- Given request: Report how many lines in the items below contain the string "rear", giving only the number.

- Dataset extract:
---*---

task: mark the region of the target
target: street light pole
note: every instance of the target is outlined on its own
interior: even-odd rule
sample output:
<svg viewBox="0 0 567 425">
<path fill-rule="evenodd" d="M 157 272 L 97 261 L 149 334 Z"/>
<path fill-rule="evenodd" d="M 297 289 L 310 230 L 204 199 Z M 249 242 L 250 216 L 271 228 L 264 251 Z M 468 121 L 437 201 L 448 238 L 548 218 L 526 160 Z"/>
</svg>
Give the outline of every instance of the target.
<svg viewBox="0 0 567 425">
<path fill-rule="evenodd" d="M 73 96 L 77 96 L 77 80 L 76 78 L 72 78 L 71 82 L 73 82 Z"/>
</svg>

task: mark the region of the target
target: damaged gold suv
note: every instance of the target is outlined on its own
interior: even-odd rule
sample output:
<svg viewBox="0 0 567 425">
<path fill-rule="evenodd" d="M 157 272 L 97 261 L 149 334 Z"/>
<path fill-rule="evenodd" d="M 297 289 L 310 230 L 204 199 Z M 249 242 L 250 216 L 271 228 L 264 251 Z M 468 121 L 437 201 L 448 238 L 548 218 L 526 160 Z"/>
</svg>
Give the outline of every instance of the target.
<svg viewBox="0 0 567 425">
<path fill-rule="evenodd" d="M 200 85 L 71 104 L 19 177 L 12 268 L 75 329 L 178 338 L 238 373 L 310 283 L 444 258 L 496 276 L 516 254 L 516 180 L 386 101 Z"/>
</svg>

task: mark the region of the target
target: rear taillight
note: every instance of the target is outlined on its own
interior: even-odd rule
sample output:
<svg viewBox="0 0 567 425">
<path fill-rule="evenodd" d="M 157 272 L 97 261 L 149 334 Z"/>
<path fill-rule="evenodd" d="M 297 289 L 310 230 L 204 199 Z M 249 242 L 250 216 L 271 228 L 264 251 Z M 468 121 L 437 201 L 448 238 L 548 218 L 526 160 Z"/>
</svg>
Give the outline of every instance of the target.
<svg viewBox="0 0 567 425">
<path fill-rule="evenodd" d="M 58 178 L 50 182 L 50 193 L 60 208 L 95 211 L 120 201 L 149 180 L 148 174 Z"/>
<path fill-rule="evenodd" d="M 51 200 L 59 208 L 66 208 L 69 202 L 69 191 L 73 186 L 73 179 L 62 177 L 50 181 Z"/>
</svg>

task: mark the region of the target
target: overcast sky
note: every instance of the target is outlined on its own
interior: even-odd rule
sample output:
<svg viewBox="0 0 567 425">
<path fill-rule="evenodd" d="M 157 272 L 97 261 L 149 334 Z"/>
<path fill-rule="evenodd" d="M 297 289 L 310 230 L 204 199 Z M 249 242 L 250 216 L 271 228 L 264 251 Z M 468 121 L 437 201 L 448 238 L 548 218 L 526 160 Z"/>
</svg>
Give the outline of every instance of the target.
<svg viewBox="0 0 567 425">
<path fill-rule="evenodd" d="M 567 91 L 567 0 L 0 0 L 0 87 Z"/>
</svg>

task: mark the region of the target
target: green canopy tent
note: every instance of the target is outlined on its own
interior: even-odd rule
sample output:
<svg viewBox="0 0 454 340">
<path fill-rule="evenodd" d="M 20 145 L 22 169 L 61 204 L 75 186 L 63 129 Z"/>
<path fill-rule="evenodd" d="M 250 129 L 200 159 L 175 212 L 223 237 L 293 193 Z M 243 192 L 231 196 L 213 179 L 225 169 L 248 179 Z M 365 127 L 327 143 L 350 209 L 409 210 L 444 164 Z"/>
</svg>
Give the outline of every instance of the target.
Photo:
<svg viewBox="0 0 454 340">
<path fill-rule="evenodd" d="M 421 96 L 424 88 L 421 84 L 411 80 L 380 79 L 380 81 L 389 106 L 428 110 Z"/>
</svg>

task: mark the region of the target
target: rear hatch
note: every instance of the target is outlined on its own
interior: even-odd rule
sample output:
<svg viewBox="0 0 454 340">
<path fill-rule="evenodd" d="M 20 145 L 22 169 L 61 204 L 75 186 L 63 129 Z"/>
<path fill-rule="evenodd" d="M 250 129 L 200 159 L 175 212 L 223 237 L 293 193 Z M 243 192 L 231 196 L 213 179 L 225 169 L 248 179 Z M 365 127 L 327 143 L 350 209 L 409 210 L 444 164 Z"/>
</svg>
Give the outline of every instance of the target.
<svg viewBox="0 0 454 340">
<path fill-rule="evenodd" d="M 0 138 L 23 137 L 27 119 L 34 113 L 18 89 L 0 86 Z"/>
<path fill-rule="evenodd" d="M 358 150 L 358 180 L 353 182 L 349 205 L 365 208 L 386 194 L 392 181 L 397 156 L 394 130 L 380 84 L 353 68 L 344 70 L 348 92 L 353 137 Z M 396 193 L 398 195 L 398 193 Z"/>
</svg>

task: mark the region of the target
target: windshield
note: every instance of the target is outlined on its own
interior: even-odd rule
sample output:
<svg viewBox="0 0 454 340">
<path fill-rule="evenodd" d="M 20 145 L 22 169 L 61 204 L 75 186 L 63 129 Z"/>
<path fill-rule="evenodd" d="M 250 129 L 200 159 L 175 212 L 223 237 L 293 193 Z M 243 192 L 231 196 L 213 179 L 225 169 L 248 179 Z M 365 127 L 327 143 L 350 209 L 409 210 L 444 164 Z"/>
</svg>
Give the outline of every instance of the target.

---*---

- Response to this task: 2